WHAT IS BEING ASKED » Output every line of the records below that contains the string "Return", treating uppercase and lowercase letters as different.

[Segmentation dataset records]
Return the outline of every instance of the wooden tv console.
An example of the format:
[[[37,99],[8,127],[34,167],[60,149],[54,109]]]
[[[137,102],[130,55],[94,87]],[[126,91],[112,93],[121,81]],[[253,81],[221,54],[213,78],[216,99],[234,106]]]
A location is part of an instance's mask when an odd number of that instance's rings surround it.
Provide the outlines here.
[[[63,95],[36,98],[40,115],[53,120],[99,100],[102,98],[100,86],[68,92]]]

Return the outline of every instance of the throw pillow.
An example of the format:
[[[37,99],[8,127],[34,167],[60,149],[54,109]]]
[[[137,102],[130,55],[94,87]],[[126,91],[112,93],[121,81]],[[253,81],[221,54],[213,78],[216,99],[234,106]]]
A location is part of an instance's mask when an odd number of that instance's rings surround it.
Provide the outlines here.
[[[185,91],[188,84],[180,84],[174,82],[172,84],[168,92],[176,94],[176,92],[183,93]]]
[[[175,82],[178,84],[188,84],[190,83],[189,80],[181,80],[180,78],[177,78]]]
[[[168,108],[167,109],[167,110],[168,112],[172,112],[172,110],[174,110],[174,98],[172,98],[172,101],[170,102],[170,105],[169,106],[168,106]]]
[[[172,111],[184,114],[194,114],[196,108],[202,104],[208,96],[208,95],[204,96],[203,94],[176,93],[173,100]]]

---

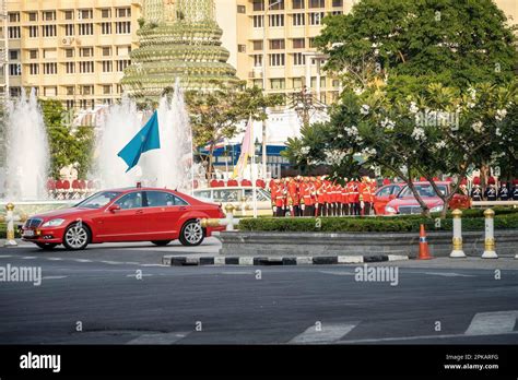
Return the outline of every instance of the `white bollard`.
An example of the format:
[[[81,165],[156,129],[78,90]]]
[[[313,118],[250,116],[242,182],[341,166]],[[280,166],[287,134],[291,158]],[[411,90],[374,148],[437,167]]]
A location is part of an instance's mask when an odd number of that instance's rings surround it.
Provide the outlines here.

THE SOLUTION »
Return the outline of every instance of the wooden tv console.
Return the outline of every instance of the throw pillow.
Return the outline of every instance of the `white bollard`.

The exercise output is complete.